- **WORK INSTRUCTIONS**
Rescale everything in the listing below from the line containing "Your task is to locate every instance of petal" down to the line containing "(553, 286), (640, 307)", both ends included, by reproducing every line (requests too) with each bounding box coordinate in the answers multiplied by 2.55 and rounded to a whole number, halves rounding up. Leave the pictures out.

---------- RECORDS FOR PROCESSING ----------

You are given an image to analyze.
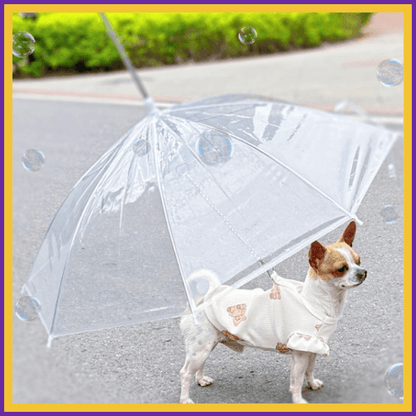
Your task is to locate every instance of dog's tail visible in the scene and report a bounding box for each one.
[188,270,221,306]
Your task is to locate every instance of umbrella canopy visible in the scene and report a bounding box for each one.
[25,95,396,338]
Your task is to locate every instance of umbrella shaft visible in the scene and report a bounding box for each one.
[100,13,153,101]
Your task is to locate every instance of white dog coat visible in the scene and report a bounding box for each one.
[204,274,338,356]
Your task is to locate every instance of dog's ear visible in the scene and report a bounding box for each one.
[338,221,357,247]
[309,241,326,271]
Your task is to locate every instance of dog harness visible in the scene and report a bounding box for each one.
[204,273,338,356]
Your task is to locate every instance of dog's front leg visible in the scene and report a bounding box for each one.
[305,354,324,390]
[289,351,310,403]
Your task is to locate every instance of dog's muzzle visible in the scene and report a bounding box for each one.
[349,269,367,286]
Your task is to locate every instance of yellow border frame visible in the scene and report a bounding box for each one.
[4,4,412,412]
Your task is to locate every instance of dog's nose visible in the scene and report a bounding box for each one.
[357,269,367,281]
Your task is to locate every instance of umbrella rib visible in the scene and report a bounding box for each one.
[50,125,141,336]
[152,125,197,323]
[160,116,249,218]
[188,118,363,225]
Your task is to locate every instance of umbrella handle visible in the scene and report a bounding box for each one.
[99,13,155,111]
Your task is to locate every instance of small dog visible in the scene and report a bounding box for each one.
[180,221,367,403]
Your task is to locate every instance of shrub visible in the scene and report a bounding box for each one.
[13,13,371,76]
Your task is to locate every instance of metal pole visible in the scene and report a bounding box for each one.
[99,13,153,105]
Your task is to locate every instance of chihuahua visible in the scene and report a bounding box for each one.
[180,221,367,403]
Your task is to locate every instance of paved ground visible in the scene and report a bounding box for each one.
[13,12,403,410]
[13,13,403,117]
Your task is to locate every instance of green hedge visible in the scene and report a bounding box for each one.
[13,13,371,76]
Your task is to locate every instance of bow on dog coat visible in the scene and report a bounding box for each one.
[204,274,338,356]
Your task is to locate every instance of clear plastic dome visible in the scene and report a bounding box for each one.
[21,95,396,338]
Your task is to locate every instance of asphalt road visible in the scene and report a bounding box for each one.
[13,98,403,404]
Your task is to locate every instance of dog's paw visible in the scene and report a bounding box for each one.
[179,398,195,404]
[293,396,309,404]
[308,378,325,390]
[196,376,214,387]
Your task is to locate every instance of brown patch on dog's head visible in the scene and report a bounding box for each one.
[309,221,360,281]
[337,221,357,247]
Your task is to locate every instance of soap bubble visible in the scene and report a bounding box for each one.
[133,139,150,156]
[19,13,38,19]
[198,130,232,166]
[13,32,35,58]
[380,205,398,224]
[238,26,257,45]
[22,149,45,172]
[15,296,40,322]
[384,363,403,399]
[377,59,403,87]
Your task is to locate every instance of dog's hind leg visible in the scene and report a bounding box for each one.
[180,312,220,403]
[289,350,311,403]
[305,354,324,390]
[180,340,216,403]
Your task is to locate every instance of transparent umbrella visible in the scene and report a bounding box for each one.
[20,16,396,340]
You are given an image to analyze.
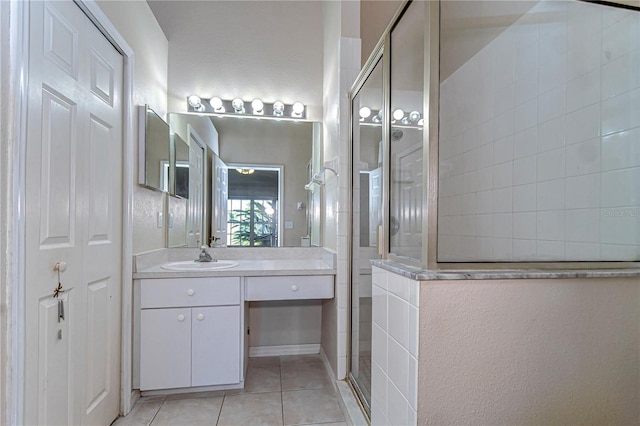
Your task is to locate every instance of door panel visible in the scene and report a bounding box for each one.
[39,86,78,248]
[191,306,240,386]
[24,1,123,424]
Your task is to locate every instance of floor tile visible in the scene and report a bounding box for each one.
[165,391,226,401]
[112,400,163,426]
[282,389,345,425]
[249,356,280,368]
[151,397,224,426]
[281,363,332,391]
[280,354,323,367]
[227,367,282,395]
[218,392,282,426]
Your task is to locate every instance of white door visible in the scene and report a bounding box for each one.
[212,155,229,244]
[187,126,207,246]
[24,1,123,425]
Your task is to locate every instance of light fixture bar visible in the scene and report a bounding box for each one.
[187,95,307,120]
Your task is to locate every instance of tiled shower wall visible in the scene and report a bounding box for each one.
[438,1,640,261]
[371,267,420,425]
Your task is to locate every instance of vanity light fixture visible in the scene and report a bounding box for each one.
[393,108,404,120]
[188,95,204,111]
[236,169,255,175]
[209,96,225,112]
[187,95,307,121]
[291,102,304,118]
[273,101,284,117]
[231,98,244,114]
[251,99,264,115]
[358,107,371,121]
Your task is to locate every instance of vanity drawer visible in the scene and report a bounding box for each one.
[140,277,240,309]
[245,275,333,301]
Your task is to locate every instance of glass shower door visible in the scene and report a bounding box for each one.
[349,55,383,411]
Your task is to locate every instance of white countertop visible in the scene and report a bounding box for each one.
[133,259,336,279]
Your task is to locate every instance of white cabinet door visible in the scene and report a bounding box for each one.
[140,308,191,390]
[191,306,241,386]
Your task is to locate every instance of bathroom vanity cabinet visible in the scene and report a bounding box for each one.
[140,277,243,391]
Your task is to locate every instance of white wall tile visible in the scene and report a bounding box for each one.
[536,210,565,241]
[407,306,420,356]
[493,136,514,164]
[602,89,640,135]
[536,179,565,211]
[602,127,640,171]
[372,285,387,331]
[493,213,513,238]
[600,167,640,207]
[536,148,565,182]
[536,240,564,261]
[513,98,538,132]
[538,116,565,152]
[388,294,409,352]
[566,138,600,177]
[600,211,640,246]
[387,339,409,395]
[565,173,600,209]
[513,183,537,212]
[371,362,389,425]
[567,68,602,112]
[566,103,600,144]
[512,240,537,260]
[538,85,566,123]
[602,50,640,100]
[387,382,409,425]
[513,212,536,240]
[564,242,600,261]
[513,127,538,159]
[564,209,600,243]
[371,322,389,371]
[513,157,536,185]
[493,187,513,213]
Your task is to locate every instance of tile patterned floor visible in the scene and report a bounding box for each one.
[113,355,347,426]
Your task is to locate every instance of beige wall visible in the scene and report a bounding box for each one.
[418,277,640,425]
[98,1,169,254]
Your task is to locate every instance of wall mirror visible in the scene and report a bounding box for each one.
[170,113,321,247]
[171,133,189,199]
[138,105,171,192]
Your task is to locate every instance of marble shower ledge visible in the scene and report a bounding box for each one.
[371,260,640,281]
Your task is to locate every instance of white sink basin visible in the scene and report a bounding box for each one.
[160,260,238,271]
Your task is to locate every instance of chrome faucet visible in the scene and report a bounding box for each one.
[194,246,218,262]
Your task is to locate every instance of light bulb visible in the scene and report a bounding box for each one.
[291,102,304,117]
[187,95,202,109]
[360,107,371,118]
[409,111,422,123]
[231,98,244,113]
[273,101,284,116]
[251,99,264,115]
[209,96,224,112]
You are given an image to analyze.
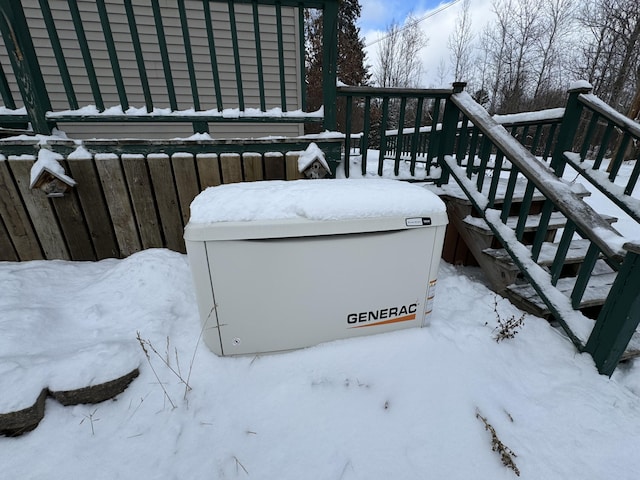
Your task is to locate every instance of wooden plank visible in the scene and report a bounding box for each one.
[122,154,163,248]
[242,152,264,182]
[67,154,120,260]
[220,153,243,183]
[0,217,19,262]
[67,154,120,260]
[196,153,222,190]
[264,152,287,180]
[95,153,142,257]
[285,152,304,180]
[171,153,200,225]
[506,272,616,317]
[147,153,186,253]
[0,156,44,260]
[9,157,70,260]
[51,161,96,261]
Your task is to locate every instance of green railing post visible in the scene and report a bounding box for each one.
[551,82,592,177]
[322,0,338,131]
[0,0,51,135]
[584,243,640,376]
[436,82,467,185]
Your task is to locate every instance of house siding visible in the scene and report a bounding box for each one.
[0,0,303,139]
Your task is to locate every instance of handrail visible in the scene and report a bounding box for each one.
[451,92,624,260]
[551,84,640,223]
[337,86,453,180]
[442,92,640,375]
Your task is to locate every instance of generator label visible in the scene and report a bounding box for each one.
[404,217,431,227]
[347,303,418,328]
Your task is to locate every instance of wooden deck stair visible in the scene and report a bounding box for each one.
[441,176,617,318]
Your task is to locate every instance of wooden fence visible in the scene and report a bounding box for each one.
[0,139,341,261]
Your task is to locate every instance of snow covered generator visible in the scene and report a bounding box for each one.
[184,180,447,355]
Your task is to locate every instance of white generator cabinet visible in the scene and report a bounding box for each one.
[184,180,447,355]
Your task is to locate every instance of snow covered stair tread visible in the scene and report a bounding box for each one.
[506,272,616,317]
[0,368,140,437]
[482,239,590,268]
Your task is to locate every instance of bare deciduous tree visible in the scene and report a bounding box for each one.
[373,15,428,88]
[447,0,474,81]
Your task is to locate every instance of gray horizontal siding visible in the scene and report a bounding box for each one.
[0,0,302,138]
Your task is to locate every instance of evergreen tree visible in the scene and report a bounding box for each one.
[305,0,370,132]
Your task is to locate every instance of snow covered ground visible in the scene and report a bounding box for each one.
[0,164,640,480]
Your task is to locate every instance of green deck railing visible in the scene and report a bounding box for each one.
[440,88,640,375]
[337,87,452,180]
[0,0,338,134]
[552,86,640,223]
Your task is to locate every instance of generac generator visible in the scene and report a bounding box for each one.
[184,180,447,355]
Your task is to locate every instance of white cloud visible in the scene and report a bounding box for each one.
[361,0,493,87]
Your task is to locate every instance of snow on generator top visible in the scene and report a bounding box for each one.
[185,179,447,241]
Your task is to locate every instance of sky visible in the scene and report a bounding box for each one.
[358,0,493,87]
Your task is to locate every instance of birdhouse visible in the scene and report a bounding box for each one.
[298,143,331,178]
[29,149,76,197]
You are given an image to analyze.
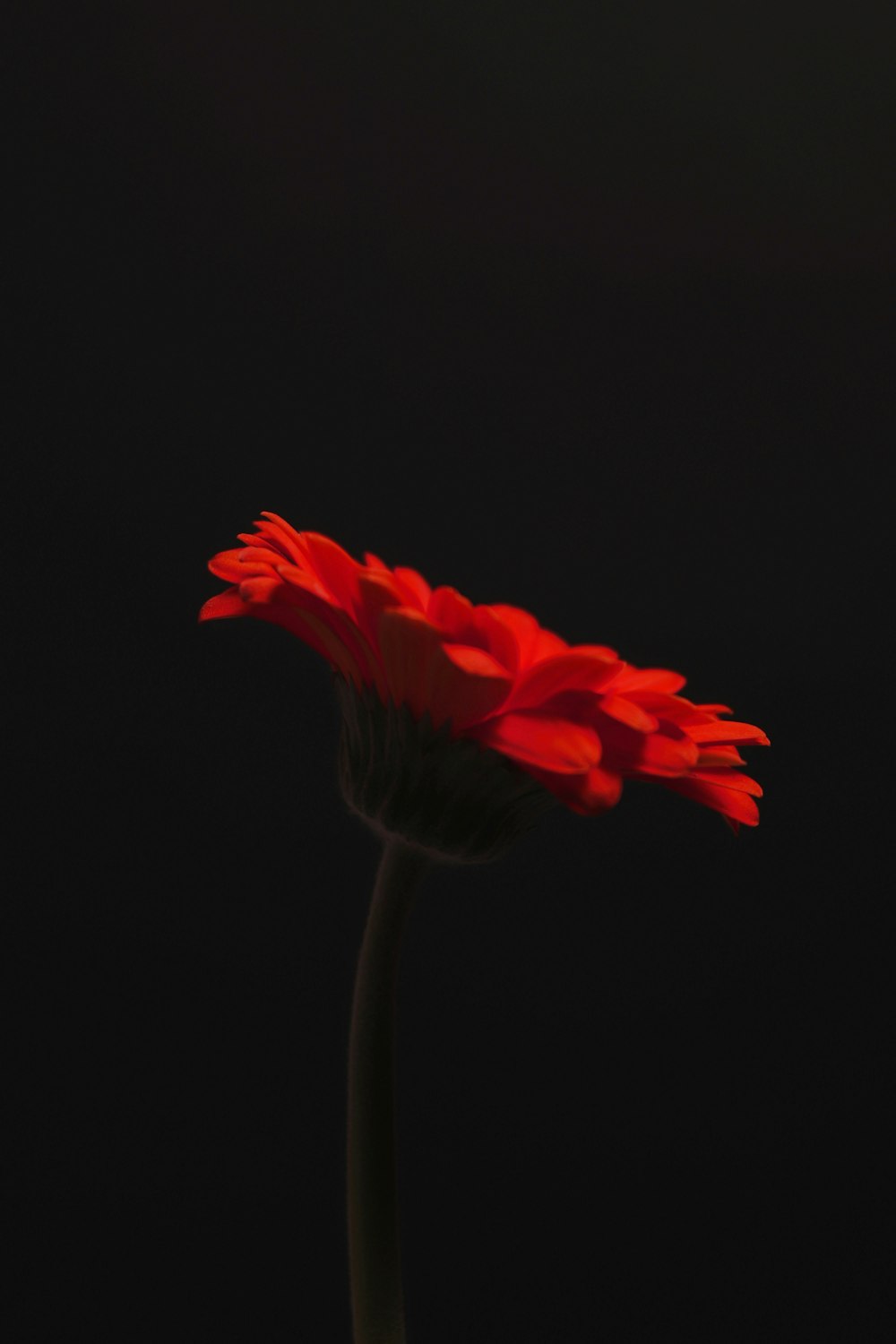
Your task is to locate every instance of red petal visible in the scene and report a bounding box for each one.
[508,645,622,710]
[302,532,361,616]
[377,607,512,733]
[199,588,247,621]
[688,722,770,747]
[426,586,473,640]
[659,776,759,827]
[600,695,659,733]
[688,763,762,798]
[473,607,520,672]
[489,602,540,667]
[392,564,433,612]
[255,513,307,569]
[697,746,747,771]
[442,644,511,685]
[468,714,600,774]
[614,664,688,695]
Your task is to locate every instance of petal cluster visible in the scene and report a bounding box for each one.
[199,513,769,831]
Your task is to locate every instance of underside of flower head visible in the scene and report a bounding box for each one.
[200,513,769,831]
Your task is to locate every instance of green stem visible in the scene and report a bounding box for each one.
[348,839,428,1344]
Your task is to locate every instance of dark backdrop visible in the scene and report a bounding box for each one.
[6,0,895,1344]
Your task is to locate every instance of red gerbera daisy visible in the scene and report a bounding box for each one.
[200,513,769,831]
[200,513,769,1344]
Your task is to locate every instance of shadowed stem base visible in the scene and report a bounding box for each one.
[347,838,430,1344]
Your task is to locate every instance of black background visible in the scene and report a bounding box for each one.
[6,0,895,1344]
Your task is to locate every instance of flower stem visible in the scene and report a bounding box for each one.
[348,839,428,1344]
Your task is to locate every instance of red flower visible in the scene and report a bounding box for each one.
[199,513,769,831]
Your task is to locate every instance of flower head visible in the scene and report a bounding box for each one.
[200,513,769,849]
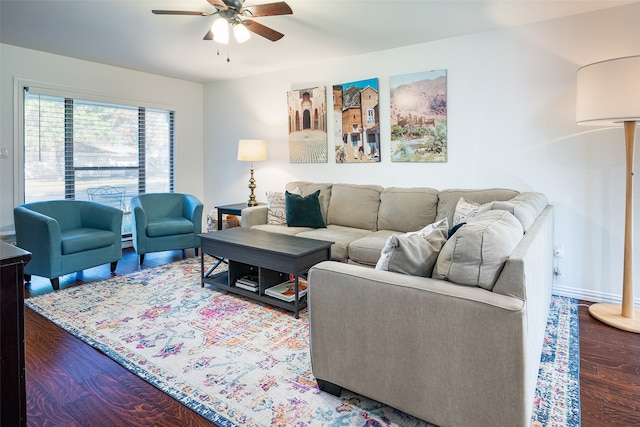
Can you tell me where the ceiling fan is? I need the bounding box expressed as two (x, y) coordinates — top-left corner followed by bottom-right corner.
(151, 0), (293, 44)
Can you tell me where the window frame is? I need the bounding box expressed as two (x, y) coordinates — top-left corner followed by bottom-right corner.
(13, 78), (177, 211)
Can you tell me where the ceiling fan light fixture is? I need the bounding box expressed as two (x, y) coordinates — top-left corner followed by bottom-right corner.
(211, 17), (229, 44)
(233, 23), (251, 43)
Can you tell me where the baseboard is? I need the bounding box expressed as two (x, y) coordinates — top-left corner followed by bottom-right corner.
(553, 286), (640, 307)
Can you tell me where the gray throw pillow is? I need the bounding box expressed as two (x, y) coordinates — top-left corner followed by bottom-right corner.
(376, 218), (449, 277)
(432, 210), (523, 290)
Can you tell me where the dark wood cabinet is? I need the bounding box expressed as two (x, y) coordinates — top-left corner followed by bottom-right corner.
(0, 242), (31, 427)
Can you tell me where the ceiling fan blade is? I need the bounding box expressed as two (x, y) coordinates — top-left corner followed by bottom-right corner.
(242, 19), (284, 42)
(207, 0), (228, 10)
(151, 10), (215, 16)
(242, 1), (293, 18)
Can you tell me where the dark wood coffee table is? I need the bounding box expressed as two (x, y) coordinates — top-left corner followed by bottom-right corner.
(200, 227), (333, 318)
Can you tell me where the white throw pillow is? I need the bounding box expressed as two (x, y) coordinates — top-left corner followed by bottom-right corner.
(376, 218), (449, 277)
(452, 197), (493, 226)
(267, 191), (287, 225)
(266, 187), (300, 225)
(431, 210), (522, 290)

----------

- **WORKED ANSWER**
Your task is to locate every instance of petal cluster visible in the scene and report a bounding box for each one.
[507,1308,1961,2119]
Your task is to locate every instance of underside of flower head visible in the scene and report a bounding box for each one.
[510,1308,1961,2119]
Your task is to locate every instance of green stem visible in the scene and report a bounding box for each one.
[887,2139,1091,3427]
Your task is to locate every instance of dark backdrop visible in the scene and report a bounding box for each one.
[15,0,2282,3427]
Your task is to locate every instance of red gerbera daisy visible in the scene and report a bounding box for each one.
[510,1308,1961,2119]
[510,1308,1961,3427]
Your task is to locate every instance of shadowed stem base visible in the scene and report a bounding box for each one.
[885,2137,1097,3427]
Your task is to locate every instance of black background visible in the scene and report a bounding box for each one.
[15,0,2282,3427]
Your task is to locate every instance of flower stem visible in the scene and report a bounding box for each one.
[887,2139,1091,3427]
Your task is to locate every instance of red flower visible in the scene and report a bounding box for each one.
[507,1308,1961,2119]
Your task is to locate every instance of flower head visible in the scene and report a bounding box for each one.
[510,1308,1961,2165]
Can you tell me where the ceiling fan is? I need the bounding box expressed as two (x, y) coordinates — top-left corner followed by bottom-right corner.
(385, 0), (747, 112)
Can you tell me where the window frame is? I need the bounding box expressed as two (x, y) coordinates — top-left corner followed by bottom-right corner.
(33, 199), (451, 538)
Can you tell me where the ceiling fan light fixture is? I need the bounding box expressed as two (x, y) coordinates — top-left corner followed by bottom-right corner.
(538, 43), (584, 112)
(594, 59), (640, 110)
Can you tell me where the baseboard is? I need the bounding box expressed as two (x, y) coordinates — top-left corner followed by bottom-right corner.
(1410, 729), (1632, 783)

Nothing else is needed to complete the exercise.